Entries from an annotation dataset

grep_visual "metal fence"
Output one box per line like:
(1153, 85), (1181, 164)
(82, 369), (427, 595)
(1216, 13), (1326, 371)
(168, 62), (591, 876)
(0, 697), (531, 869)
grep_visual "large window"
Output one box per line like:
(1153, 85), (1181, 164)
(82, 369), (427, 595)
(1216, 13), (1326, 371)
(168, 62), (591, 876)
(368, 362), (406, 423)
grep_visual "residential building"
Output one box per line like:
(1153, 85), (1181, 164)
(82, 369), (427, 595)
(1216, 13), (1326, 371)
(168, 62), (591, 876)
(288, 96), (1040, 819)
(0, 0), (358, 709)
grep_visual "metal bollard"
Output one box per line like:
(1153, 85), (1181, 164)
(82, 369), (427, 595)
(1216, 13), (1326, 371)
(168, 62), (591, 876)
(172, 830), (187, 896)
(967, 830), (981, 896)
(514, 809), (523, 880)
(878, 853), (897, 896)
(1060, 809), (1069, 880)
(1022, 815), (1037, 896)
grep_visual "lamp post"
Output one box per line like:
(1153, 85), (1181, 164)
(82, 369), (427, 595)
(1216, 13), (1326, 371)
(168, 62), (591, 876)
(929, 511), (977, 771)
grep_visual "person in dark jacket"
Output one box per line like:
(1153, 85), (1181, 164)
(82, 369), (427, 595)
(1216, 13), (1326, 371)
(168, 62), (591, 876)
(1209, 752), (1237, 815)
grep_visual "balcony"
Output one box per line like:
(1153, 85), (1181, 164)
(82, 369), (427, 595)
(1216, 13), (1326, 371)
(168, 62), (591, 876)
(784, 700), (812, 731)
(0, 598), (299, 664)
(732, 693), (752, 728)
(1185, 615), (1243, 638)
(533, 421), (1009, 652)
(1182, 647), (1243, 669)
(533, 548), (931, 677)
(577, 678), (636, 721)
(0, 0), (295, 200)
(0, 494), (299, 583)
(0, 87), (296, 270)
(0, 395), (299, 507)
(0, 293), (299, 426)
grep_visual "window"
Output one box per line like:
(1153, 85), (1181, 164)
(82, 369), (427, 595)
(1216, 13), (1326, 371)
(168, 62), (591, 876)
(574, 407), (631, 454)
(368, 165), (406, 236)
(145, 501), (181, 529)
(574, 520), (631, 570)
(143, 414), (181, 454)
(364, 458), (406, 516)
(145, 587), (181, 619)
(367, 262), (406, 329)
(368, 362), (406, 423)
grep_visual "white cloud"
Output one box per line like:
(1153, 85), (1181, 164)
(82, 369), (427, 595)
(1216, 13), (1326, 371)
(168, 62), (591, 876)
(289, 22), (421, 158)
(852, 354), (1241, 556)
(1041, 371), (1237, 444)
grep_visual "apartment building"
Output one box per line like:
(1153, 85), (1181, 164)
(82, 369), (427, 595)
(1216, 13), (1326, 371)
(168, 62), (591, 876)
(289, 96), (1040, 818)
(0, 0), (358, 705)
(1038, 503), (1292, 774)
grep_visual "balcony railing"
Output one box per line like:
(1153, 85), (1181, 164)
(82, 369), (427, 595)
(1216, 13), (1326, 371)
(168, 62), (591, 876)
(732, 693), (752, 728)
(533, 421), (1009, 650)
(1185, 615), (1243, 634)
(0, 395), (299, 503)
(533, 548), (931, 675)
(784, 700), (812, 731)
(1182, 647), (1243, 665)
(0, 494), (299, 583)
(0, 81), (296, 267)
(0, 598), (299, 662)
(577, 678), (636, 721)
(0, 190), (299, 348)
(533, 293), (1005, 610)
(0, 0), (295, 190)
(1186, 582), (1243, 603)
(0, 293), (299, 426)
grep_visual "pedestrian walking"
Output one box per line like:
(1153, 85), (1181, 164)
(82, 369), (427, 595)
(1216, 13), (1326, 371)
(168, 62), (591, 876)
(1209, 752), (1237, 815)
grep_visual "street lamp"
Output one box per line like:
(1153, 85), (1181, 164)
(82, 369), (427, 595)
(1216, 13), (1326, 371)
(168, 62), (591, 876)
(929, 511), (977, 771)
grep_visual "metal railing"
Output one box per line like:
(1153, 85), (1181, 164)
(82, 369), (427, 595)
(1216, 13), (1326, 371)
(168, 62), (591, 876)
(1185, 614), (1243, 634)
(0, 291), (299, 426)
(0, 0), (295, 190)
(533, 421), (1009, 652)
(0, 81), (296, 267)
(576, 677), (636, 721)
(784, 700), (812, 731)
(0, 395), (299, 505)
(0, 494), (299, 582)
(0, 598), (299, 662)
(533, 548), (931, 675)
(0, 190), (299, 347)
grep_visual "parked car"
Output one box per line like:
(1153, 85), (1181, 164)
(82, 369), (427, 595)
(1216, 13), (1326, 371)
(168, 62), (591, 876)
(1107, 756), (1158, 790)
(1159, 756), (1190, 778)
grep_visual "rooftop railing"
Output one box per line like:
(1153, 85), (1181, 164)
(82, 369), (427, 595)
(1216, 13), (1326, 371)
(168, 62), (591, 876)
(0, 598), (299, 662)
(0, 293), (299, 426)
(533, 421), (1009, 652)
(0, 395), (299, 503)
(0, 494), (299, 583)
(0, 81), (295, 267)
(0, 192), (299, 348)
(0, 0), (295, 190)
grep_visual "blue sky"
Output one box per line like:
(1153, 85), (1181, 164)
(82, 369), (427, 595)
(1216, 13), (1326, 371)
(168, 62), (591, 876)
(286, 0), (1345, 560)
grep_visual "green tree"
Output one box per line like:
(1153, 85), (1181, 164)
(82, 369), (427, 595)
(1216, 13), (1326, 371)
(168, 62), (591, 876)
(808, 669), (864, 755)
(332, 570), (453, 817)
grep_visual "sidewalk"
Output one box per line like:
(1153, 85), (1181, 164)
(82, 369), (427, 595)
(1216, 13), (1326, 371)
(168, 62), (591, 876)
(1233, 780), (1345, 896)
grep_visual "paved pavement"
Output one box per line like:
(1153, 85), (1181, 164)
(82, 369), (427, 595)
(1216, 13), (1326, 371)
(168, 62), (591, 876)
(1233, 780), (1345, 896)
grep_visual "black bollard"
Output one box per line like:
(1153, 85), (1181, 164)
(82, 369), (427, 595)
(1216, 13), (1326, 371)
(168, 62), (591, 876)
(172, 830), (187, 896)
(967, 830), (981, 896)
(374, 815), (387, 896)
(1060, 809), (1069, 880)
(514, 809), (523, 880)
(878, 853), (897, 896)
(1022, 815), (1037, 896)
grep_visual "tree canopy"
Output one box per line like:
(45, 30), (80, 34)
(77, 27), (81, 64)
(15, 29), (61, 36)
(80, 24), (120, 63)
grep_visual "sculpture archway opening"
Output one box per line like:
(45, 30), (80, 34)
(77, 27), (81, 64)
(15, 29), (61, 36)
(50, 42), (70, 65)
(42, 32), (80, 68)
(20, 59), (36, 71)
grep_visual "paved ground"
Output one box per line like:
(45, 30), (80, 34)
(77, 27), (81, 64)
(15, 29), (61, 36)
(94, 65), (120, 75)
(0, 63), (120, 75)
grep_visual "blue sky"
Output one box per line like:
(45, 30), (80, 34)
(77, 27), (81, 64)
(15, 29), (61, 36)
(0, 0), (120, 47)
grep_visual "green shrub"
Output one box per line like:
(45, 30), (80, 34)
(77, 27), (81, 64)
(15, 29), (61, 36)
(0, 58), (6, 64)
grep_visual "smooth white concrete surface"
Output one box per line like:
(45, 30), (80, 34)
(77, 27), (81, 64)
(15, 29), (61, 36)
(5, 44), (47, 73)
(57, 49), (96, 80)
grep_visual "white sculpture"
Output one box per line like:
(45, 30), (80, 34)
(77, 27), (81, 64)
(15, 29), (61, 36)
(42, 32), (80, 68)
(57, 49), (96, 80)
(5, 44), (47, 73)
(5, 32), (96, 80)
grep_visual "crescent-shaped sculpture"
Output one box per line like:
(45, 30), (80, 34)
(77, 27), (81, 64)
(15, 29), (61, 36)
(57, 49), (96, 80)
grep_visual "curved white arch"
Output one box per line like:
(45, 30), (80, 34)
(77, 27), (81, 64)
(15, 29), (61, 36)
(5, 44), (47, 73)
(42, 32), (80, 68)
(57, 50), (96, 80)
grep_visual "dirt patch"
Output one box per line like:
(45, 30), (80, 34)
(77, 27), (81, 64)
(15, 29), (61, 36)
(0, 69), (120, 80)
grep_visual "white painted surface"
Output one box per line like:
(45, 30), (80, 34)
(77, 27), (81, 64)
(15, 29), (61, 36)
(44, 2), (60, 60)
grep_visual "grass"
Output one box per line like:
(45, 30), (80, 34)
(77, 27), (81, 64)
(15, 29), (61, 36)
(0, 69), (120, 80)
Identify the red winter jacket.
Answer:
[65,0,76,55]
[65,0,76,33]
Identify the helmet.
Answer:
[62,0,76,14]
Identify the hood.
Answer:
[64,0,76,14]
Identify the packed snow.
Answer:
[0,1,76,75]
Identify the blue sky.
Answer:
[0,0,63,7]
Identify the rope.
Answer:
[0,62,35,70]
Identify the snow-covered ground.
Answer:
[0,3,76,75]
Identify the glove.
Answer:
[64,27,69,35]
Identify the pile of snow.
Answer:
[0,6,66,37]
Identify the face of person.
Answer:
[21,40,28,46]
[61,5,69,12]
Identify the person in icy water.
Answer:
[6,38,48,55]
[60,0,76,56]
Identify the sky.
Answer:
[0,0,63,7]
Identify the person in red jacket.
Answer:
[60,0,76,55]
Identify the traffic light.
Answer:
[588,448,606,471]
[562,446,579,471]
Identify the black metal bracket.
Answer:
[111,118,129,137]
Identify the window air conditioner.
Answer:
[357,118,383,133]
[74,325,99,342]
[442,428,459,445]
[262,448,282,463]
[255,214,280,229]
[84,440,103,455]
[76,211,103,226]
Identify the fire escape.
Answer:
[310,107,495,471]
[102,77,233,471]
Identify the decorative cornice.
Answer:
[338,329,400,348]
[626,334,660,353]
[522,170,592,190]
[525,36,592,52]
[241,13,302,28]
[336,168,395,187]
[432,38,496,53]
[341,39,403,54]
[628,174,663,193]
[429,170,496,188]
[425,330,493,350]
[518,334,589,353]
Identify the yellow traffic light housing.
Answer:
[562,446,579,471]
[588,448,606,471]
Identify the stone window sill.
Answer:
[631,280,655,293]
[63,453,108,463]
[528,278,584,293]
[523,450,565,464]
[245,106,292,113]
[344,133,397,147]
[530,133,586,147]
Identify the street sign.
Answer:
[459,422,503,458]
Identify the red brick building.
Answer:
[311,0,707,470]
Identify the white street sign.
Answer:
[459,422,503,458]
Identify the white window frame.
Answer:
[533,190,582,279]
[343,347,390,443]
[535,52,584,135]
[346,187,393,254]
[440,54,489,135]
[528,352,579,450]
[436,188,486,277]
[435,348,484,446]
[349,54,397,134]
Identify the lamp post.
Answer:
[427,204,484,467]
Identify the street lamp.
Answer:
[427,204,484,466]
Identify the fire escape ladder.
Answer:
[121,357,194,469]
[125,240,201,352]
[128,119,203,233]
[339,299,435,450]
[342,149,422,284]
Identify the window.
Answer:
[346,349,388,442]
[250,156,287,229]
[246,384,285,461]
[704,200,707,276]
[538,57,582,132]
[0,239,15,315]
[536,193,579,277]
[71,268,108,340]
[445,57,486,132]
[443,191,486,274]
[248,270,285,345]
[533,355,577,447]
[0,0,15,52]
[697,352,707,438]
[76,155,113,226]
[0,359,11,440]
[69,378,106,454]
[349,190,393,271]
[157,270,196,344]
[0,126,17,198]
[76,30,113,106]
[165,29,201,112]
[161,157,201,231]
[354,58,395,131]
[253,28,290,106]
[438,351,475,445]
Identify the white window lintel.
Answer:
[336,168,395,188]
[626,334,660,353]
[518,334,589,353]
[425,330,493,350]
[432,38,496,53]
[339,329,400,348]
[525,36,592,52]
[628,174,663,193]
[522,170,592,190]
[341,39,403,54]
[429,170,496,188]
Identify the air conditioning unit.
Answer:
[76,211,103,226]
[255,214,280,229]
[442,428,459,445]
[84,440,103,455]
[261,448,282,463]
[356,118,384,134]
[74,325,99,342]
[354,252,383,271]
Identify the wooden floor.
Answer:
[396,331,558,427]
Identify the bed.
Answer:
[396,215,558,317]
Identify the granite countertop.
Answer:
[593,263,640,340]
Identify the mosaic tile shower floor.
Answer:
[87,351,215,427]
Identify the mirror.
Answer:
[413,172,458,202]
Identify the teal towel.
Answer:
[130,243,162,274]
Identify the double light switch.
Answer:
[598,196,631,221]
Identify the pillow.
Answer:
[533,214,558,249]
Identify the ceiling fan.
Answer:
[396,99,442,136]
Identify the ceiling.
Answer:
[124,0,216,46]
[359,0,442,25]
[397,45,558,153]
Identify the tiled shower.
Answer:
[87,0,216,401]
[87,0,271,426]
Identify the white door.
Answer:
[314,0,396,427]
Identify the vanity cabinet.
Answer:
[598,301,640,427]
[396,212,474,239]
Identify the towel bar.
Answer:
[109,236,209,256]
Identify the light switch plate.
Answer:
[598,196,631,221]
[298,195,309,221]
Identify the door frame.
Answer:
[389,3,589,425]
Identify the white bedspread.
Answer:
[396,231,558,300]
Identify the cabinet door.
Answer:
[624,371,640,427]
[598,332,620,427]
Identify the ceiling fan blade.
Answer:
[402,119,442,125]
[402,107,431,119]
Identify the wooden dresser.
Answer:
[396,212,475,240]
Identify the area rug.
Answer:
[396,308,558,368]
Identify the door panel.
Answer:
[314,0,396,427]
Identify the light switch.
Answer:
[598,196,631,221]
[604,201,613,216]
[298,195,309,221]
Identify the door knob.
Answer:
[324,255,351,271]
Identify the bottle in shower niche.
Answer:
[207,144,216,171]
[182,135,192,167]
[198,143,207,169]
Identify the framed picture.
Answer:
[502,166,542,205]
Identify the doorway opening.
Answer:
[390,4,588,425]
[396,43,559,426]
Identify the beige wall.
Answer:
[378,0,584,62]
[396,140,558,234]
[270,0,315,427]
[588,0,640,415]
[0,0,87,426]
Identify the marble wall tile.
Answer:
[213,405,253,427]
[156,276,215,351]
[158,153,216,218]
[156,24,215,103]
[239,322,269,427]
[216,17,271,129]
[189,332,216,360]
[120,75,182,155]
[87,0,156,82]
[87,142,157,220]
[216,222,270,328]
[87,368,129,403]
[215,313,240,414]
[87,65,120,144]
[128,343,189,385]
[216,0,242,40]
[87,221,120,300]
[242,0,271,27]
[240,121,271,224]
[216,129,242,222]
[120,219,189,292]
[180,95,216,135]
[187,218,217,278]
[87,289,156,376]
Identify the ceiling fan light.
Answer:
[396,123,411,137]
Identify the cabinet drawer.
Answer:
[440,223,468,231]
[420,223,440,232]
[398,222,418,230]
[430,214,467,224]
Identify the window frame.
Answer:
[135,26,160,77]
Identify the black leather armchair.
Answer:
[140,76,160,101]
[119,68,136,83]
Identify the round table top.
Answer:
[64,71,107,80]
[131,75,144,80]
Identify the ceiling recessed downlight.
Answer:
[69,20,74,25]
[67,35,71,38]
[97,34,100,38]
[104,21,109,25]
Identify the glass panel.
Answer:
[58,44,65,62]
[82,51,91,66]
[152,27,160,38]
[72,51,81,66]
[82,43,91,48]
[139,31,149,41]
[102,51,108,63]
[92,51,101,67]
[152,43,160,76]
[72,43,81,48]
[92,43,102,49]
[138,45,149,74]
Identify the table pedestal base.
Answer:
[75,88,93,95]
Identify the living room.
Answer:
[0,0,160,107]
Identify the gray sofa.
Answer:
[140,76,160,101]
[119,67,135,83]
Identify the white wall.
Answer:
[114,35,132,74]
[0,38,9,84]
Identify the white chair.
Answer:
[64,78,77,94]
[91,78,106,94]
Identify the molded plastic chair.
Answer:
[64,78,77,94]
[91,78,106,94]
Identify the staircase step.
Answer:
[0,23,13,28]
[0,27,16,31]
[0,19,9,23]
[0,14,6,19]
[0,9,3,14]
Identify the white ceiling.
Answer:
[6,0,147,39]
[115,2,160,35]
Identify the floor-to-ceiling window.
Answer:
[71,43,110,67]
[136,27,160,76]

What to work on: Starting at the line that contains "Identify the table pedestal base.", retype each line through the end of the listing above and nothing else.

Response below:
Identify the table pedestal base.
Answer:
[75,88,93,95]
Identify the living room.
Answer:
[0,0,160,107]
Identify the gray sofa.
Answer:
[140,76,160,101]
[119,67,135,83]
Identify the white wall.
Answer:
[114,35,132,74]
[0,38,9,84]
Identify the white chair.
Answer:
[64,78,77,94]
[91,78,106,94]
Identify the molded plastic chair.
Answer:
[64,78,77,94]
[91,78,106,94]
Identify the staircase step.
Answer:
[0,23,13,28]
[0,27,16,31]
[0,19,9,23]
[0,14,6,19]
[0,9,3,14]
Identify the white ceiling.
Answer:
[6,0,147,39]
[115,2,160,35]
Identify the floor-to-ceiling window.
Answer:
[71,43,110,67]
[136,27,160,76]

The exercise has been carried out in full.